TRY IT: Scan the records for the word "every". Return each line where it is found.

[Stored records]
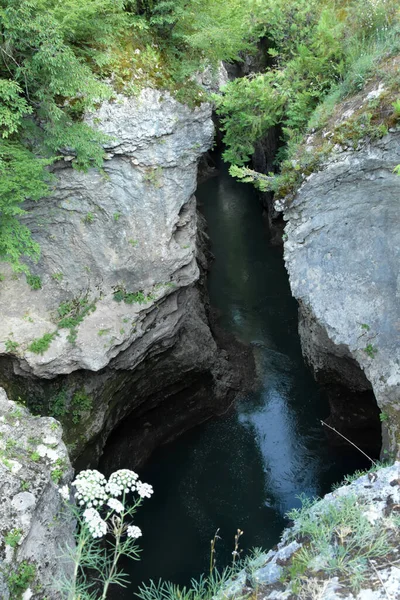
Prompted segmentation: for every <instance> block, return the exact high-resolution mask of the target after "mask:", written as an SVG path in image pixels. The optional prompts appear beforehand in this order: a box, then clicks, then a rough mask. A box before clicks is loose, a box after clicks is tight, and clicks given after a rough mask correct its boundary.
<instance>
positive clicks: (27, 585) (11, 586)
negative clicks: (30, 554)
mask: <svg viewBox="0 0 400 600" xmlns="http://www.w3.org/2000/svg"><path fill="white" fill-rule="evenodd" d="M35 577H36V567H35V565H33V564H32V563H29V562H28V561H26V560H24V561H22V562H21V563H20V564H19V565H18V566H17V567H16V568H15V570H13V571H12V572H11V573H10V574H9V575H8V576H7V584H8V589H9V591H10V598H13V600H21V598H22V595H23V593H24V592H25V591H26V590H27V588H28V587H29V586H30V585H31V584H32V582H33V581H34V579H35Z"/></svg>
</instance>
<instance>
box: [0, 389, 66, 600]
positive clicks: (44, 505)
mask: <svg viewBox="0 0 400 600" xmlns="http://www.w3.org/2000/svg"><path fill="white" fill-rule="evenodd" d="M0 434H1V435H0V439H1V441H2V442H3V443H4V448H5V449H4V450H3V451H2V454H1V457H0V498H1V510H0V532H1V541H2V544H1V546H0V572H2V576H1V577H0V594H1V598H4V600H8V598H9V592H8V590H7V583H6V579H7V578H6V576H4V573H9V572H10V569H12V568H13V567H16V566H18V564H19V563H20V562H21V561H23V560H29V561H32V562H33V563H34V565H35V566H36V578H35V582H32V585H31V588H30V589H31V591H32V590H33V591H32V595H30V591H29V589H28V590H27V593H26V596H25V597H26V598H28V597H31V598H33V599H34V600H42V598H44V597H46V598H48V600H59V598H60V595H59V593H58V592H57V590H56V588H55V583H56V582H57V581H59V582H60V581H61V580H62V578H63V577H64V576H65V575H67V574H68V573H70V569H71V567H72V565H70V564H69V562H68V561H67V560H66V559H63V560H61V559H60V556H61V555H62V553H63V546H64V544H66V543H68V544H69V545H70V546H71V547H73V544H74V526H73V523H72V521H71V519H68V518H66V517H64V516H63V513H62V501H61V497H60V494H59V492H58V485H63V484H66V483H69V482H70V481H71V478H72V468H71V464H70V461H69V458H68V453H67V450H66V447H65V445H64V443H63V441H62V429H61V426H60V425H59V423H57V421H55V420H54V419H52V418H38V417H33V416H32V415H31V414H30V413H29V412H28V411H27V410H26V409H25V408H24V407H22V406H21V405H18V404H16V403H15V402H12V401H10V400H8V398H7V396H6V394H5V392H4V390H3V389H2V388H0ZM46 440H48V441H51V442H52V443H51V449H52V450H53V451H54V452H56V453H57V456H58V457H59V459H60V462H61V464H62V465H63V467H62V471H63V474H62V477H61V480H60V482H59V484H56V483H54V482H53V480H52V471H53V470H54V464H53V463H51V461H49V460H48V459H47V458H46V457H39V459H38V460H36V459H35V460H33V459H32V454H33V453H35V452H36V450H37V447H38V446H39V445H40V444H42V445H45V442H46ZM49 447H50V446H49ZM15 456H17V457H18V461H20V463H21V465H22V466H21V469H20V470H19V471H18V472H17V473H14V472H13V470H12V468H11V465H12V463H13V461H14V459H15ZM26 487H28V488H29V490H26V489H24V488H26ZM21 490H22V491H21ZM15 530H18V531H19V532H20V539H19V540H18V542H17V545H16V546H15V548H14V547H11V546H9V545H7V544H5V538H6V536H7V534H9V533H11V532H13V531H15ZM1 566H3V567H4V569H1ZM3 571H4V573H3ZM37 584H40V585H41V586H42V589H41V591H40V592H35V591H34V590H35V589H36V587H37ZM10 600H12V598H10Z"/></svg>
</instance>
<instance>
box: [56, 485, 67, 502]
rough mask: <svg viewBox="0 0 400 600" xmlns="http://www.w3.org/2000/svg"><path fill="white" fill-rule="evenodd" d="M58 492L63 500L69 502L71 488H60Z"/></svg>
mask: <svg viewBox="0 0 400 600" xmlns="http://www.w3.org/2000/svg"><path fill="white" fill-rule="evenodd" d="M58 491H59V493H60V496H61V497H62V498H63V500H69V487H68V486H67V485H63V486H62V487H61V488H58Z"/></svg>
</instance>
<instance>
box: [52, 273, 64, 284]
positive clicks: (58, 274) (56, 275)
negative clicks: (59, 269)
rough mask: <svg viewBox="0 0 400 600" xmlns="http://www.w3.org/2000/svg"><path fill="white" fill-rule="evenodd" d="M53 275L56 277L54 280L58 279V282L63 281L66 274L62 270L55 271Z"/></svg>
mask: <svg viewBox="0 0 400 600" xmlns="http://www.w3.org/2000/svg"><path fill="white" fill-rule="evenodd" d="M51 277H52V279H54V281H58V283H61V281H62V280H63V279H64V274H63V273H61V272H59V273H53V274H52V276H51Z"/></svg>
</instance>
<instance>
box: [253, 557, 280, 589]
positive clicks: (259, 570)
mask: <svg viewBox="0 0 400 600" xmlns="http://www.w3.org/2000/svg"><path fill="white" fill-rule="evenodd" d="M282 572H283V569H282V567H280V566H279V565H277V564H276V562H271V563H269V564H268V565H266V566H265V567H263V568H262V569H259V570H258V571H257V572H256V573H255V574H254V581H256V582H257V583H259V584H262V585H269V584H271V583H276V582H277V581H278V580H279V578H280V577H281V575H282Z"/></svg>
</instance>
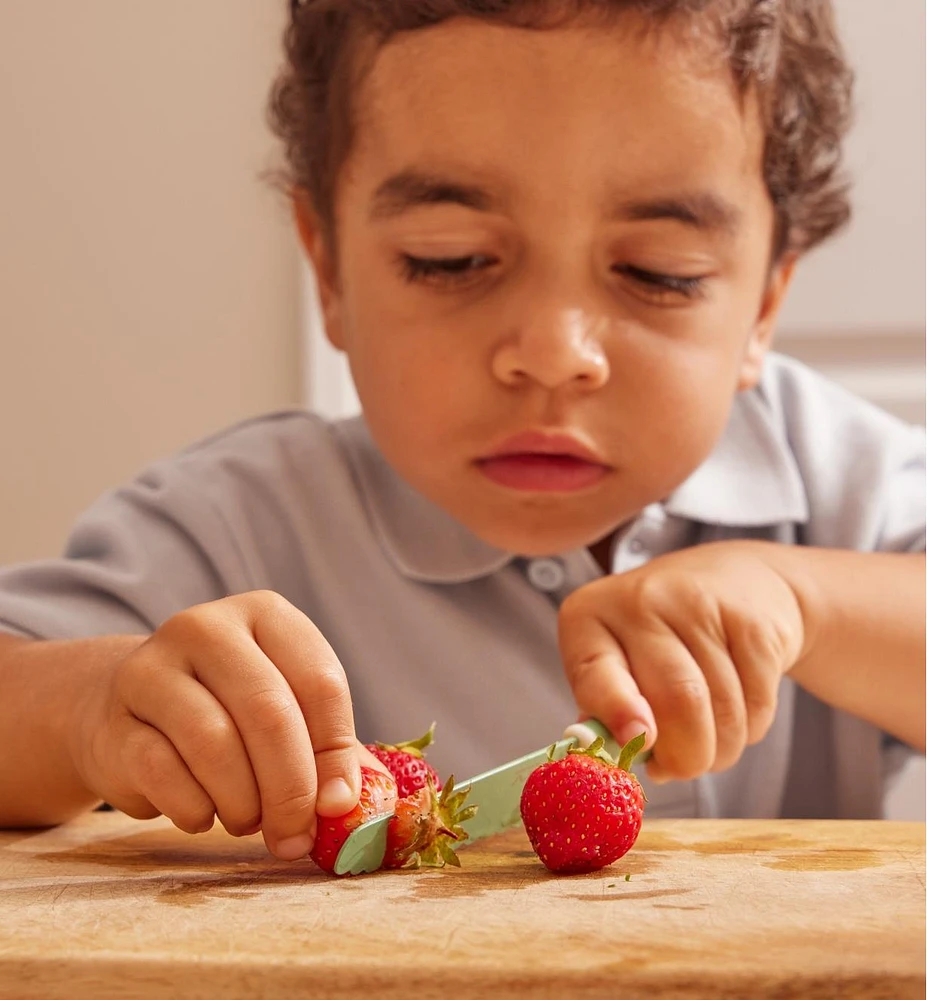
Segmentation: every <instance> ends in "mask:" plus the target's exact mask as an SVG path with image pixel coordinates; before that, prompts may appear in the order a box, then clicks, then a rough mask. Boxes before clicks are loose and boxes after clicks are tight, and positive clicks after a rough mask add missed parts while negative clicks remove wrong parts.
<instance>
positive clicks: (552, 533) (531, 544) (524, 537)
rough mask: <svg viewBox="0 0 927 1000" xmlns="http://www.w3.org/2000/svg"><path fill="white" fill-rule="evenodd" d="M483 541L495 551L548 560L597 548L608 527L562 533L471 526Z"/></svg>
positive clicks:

EXERCISE SOLUTION:
Prompted segmentation: for every <instance> block, return the exact high-resolution mask of the target after "mask:", written as an SVG path in image pixels. The optional prompts appear beforehand in this order: a box, then clicks, then a rough mask. A box before clicks is loose, a box after clicks is tight, and clicks given after a rough mask correct its boundary.
Segmentation: every <instance> ends in "mask:" plus the target's exact mask as an SVG path with image pixel coordinates; before that, prompts may appear in the order a box, then clicks, then a rough mask. Boxes before clicks are loose and boxes after clicks are tight, and positive clicks after a rough mask add missed parts while negative clicks remove wrong parts.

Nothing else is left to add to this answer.